It’s easy to assume, while perusing through old Lancer paperbacks or any of the dozens of 1970s novels, that Sword & Sorcery was a roaring success after Robert E. Howard created the sub-genre back in the pages of Weird Tales. This is not the case. After Howard committed suicide, Sword & Sorcery could easily have become one of the strange relics of the Pulps, alongside the robust vocabulary of Clark Ashton Smith or the over-the-top tales of Jules de Grandin. Howard conjured the magic but his fire was gone and Fantasy fiction would need twenty years to truly embrace what he had created.
Part of the problem was timing. In the depths of the Great Depression Howard’s colorful adventures had great appeal but as WWII arrived, Fantasy was pushed aside in favor of bright, metallic Science Fiction. Astounding Science Fiction, under the aegis of John W. Campbell lead the charge towards a new fantastic literature in magazine publishing, in 1938, about the time Howard’s name was fading the from the covers of Weird Tales.
What saved Sword & Sorcery was a small collection of works by a select group of writers, those who saved Sword & Sorcery from the crumbling pages of the Pulps. The first of these were writers who tried to step into Howard’s shoes, writing new tales for Weird Tales. The first was Clifford Ball, unlike C. L. Moore and Nictzin Dyalhis, who wrote their own brand of Fantasy while REH was alive. Ball was the first of the acolytes of Howard. Very little is remembered of him except the half dozen stories he left behind. This isn’t really surprising. His Duar the Accursed is almost a tongue-in-cheek version of Conan, the first of the imitators who did not have Howard’s gifts.
The Duar the Accursed Series
“Duar the Accursed” (Weird Tales, May 1937)
The Rald Series
“The Thief of Forthe” (Weird Tales, July 1937)
“The Goddess Awakes” (Weird Tales, February 1938)
That was not Henry Kuttner’s problem. Destined to be one of the greats of Science Fiction, Kuttner cut his teeth first on Lovecraftian Mythos tales and secondly on Howardian Fantasy. His tales of Elak of Atlantis were uncollected until the 1980s but truly worthy to sit at Conan’s table. Though many small details such as names are borrowed from Howard, Kuttner really does his own thing, processing Howard into what will become modern Sword & Sorcery, through the writers he would inspire, men such as John Jakes and Roger Zelazny. Kuttner, ever the craftsman, tried a second series for Weird Tales’ biggest competitor, Strange Stories. The Prince Raynor stories are less Conan and more Kuttner’s own.

#### Data for this exercise:
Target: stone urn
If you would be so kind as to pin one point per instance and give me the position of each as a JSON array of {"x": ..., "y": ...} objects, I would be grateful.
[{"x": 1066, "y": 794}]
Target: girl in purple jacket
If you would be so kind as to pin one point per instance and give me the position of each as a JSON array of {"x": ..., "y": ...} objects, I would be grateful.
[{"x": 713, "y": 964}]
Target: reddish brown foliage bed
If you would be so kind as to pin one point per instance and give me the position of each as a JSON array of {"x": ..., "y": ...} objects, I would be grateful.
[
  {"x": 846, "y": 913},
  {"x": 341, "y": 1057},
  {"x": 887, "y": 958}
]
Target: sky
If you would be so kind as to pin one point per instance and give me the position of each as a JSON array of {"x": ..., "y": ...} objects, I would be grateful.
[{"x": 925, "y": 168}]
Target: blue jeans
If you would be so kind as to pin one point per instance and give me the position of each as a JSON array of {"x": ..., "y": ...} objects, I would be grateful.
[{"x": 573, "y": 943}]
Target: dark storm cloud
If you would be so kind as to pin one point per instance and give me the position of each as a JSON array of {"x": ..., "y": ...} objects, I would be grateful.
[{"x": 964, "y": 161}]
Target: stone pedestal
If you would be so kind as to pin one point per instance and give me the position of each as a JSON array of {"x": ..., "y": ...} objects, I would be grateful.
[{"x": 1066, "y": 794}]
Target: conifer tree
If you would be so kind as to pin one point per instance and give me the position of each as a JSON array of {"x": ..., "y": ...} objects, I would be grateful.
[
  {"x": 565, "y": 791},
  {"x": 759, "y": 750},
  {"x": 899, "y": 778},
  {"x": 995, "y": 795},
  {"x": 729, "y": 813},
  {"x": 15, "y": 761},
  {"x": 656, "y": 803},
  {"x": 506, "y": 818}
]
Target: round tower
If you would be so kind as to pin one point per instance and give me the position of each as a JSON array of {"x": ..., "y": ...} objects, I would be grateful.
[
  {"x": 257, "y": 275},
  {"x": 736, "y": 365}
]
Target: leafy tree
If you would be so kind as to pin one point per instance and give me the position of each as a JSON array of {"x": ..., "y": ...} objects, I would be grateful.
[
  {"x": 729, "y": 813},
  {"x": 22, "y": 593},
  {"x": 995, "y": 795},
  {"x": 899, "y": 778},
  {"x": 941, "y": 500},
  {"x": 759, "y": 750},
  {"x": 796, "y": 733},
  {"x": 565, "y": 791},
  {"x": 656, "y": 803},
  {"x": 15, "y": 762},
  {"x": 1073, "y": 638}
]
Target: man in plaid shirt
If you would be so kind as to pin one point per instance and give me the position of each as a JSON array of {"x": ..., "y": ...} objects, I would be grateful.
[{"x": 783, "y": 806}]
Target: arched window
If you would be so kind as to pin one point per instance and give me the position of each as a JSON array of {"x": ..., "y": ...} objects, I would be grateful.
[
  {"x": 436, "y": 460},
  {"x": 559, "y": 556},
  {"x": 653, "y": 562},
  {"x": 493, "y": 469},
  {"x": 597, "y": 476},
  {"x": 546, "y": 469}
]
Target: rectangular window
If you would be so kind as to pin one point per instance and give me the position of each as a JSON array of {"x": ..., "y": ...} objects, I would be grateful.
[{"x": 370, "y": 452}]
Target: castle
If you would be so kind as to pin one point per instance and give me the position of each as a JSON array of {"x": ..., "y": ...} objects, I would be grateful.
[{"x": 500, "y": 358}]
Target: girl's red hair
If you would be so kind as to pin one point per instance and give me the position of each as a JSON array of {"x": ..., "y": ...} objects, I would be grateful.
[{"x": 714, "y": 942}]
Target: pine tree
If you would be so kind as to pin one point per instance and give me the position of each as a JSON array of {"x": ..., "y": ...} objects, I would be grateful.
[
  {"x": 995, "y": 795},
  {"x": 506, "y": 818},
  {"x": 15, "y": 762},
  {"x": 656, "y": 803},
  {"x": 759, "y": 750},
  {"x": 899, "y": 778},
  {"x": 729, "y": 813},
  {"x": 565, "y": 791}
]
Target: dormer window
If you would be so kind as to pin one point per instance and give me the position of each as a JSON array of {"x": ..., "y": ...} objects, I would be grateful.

#### Directive 1:
Express the lines of the listing as a JSON list of strings, one string per line and blank lines omitted, running from the line with "Target: pine tree" through the end of the listing.
#### Directive 2:
Continue the account of how Sword & Sorcery survived after Robert E. Howard from the point at which it stops.

#### Expected answer 1:
[
  "Target: pine tree",
  "If you would be so kind as to pin one point per instance and give me the position of each as a JSON array of {\"x\": ..., \"y\": ...} objects, I would be grateful.",
  "[",
  "  {\"x\": 995, \"y\": 795},",
  "  {\"x\": 506, \"y\": 818},",
  "  {\"x\": 15, \"y\": 762},",
  "  {\"x\": 656, \"y\": 803},",
  "  {\"x\": 759, \"y\": 750},",
  "  {\"x\": 899, \"y\": 778},",
  "  {\"x\": 729, \"y\": 813},",
  "  {\"x\": 565, \"y\": 791}",
  "]",
  "Target: dormer window",
  "If you would be so kind as to pin one point per instance and give me the position of each as a JSON array of {\"x\": ..., \"y\": ...} objects, I would be grateful."
]

#### Expected answer 2:
The Elak Series
“Thunder in the Dawn” (Weird Tales, May-June 1938)
“The Spawn of Dagon” (Weird Tales, July 1938)
“Beyond the Phoenix” (Weird Tales, October 1938)
“Dragon Moon” (Weird Tales, January 1941)
The Prince Raynor Series
“Cursed Be the City” (Strange Stories, April 1939)
“The Citadel of Darkness (Strange Stories, August 1939)
Norvell W. Page, best known for writing The Spider novels as Grant Stockbridge, took up Howard’s torch for two novels published in Unknown, Flame Winds (June 1939) and Sons of the Bear God (November 1939). Ironically this magazine was published by John W. Campbell of Astounding fame. Campbell had felt Fantasy could be tailored to follow rules as his Science Fiction did, using a consistent system for magic and using magic like a form of technology. Page had no problems satisfying Campbell’s requirements, having written stories of every kind for the Pulps. These novels feature Hurricane John (aka Wan Tengri) who is the legendary Prestor John. Marvel adapted Flame Winds for Conan the Barbarian #32-36 (November 1973-March 1974).
Prestor John Series
Flame Winds (Unknown, June 1939)
Sons of the Bear God (Unknown, November, 1939)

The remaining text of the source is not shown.